Exercise brief
Below are entries; write every one of them out again exactly.

Extracted records
:::::

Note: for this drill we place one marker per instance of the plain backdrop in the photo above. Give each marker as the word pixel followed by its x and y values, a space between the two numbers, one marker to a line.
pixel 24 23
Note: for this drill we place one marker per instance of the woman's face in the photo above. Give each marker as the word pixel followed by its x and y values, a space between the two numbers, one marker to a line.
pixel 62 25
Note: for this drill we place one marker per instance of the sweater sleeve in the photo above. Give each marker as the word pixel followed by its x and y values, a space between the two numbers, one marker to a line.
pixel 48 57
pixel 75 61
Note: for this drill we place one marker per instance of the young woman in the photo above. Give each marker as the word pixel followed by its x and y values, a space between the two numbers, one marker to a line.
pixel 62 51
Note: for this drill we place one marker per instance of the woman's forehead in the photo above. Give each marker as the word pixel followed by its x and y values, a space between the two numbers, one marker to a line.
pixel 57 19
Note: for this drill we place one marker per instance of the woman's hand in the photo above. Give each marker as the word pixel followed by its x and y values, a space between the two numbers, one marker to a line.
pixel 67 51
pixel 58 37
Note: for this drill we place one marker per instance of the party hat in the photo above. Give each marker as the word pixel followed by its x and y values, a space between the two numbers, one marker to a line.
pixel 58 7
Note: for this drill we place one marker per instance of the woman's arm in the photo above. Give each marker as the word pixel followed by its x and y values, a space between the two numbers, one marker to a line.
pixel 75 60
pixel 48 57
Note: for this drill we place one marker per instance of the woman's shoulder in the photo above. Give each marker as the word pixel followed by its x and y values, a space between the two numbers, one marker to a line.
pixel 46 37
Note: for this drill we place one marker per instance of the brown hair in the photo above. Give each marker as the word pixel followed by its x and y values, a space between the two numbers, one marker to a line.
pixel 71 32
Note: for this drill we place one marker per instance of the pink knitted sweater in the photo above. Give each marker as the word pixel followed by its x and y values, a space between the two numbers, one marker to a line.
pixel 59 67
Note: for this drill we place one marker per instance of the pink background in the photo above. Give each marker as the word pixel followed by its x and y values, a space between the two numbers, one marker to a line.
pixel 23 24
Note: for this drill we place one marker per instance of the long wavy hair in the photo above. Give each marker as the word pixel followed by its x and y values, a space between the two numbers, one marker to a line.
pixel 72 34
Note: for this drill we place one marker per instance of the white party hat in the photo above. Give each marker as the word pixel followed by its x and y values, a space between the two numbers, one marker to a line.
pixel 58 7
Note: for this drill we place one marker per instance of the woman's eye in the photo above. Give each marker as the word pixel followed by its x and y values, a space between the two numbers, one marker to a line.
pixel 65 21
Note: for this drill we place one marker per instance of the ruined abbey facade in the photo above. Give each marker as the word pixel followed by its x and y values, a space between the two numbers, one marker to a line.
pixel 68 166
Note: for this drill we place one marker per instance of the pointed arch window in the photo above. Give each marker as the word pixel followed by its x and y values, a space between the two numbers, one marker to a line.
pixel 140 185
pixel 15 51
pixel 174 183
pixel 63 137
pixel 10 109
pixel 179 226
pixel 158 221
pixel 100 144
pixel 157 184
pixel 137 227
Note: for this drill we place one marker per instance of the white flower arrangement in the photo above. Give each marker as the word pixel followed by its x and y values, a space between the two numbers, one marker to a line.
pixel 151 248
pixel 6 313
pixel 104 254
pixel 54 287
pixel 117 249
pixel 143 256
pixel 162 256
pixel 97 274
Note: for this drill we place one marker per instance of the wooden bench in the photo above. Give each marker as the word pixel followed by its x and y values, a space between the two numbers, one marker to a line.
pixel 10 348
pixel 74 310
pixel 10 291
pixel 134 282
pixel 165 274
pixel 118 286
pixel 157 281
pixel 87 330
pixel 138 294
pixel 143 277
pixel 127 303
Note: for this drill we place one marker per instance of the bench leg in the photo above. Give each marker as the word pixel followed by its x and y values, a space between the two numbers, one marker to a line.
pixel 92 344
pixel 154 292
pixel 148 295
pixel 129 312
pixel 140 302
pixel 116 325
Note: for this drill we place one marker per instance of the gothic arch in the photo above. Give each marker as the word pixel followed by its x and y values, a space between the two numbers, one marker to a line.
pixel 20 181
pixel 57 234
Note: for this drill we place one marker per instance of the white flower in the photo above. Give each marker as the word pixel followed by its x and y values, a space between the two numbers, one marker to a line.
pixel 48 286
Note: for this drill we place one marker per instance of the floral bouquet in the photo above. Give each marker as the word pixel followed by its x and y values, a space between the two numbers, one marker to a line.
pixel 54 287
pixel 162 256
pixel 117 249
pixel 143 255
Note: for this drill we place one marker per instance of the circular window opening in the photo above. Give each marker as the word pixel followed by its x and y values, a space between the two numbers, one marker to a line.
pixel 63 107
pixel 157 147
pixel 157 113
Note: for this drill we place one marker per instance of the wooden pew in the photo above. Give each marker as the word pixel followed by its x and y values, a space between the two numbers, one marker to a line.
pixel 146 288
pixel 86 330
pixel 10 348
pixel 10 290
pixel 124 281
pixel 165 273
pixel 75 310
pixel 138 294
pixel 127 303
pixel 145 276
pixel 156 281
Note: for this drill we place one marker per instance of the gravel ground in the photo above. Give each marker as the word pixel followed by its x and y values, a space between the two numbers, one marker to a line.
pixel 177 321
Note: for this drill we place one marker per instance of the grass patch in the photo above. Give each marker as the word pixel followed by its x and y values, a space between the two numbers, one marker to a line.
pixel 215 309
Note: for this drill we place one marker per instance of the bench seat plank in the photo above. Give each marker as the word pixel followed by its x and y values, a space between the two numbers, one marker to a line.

:::::

Task response
Note: for this drill we place one marker per instance of the plain backdrop in the photo above. Give each marker as the word pixel followed by its x and y values, a space between the two numbers, one marker to a line.
pixel 24 23
Note: for this drill we place one marker per instance of the woman's face in the photo above. Give each marker as the word pixel followed by its x and y values, a space between the two numbers, one marker to a line.
pixel 62 25
Note: for this drill we place one marker per instance of the sweater sleeve in the photo above. Give each marker as the word pixel followed by its x and y values, a space between the two numbers, one marker to a line.
pixel 48 57
pixel 75 61
Note: for this drill we place one marker per instance of the young woman in the photo above. Give each marker as the word pixel followed by its x and y values, a space between the two numbers, one marker to a line.
pixel 62 51
Note: for this drill we place one marker per instance of the woman's forehead in the photo above. Give each marker as the word pixel followed by its x and y values, a space between the two numbers, one marker to a line.
pixel 57 19
Note: for this drill we place one marker per instance of the woman's hand in the photo above. Give each marker as the word pixel followed by its x and y values, a space between the two numbers, one marker to a line.
pixel 67 51
pixel 58 37
Note: for this drill we place one marker per instance of the party hat in the photo above. Give each marker as the word pixel followed by its x and y values, a space between the two numbers, one marker to a line.
pixel 58 7
Note: for this drill we place one marker per instance of the woman's arm in the photo above. Give each marker as the word pixel followed by its x and y values, a space between the two numbers, one marker to a line.
pixel 75 60
pixel 48 57
Note: for this drill we place one marker per instance of the woman's shoulder in the photo above. Give each marker as the word pixel followed by its x and y values, a space between the two numbers, one marker to a line.
pixel 46 37
Note: for this drill we place one marker per instance of the brown hair in the photo above. Give each marker as the word pixel followed by its x and y values, a space between the two numbers, one marker to a line.
pixel 71 32
Note: for this drill we place one marker per instance of the pink knitted sweater in the photo above. Give each marker as the word pixel followed by its x and y values, a space between the two numbers, one marker to a line.
pixel 59 67
Note: for this drill we place one marker per instance of the pink background in the photo above. Give each marker as the word pixel followed by its x and y values, a space between the two numbers, one marker to a line.
pixel 23 24
Note: for this drill we place one marker per instance of the long wavy hair in the photo above. Give each marker as the word pixel followed by its x and y values, a space between the two numbers, one marker to a line.
pixel 72 34
Note: for this drill we place one marker per instance of the white party hat in the photo above. Give each marker as the word pixel followed by its x and y values, a space between the two numbers, one marker to a line.
pixel 58 7
Note: for this drill we place one marker per instance of the woman's eye in the photo above. Give each marker as the word pixel followed by its x and y values, a space between the two numbers, one marker to a line.
pixel 65 21
Note: for this drill we place one marker per instance of the ruined abbey facade in the photo above. Give each marker as the word pixel followed by its x and y values, a space between the two numbers, one marker to a line.
pixel 68 166
Note: for this drill we place one marker per instance of the pointed arch window in the photo above. Give each marker as the word pixel followed by its x and y values, a space between the two numbers, one marker to a line.
pixel 140 185
pixel 15 51
pixel 174 183
pixel 63 137
pixel 10 109
pixel 179 226
pixel 158 221
pixel 100 144
pixel 157 184
pixel 137 227
Note: for this drill we place one marker per instance of the white flower arrangement in the photo above. Give each marker as the word pixel followed by its x and y values, a space between the two numbers, one marker to a line.
pixel 151 248
pixel 6 313
pixel 104 254
pixel 54 287
pixel 117 249
pixel 143 256
pixel 162 256
pixel 97 274
Note: for this drill we place one marker per instance of the wooden bench in the photo above. Give each marker as the word pixel followed by its x and y values, a space between the two numbers, one marker to a line.
pixel 10 348
pixel 74 310
pixel 10 291
pixel 134 282
pixel 165 274
pixel 118 286
pixel 157 281
pixel 87 330
pixel 138 294
pixel 143 277
pixel 127 303
Note: for this drill we place one marker per instance of the bench leg in the photo above. Give each marker as the word pixel followed by its x and y values, a space between the two numbers, one marker to a line.
pixel 92 344
pixel 154 292
pixel 148 295
pixel 129 312
pixel 140 302
pixel 116 325
Note: for this drill we place one marker per instance of the gothic arch in the photo above. Give each marker as the word pixel followed by its x and y values, a space between the two numbers, one marker to a line.
pixel 20 181
pixel 57 234
Note: for this drill we place one marker per instance of the white flower in the photo above. Give each marker as the word pixel followed by its x and y values, a space between the two numbers, one marker to a line.
pixel 48 286
Note: for this drill we place one marker per instance of the floral bouquet in the photo above. Give each marker as the word pixel followed by its x and y values, a space between the two numbers, one marker to a line.
pixel 54 287
pixel 162 256
pixel 117 249
pixel 143 255
Note: for this drill we place one marker per instance of the circular window opening in the photo above. Give each marker as the word pixel followed by its x and y values, a space between the two numbers, one marker to a line.
pixel 63 107
pixel 157 147
pixel 157 113
Note: for this drill we place one marker per instance of the wooden pew in the photo above. Give each marker as the word pixel followed by its x and y values, a space between the two numbers, one marker to a line.
pixel 146 288
pixel 86 330
pixel 10 348
pixel 10 290
pixel 124 281
pixel 165 273
pixel 75 310
pixel 138 294
pixel 127 303
pixel 145 276
pixel 156 281
Note: for this drill we place one marker per instance of the gravel ground in the photo above. Give each marker as the word pixel followed by its x and y values, a space between the two numbers, one marker to a line.
pixel 177 321
Note: for this drill we place one marker per instance of the grass patch in the photo above. Give each marker as the word pixel followed by its x and y values, a space between the two numbers, one marker to a line.
pixel 215 309
Note: for this drill we place one marker per instance of the bench seat plank in the photo above. Give each marker as the word pixel followed by its x and y values, a space between the two numbers, one marker to a line.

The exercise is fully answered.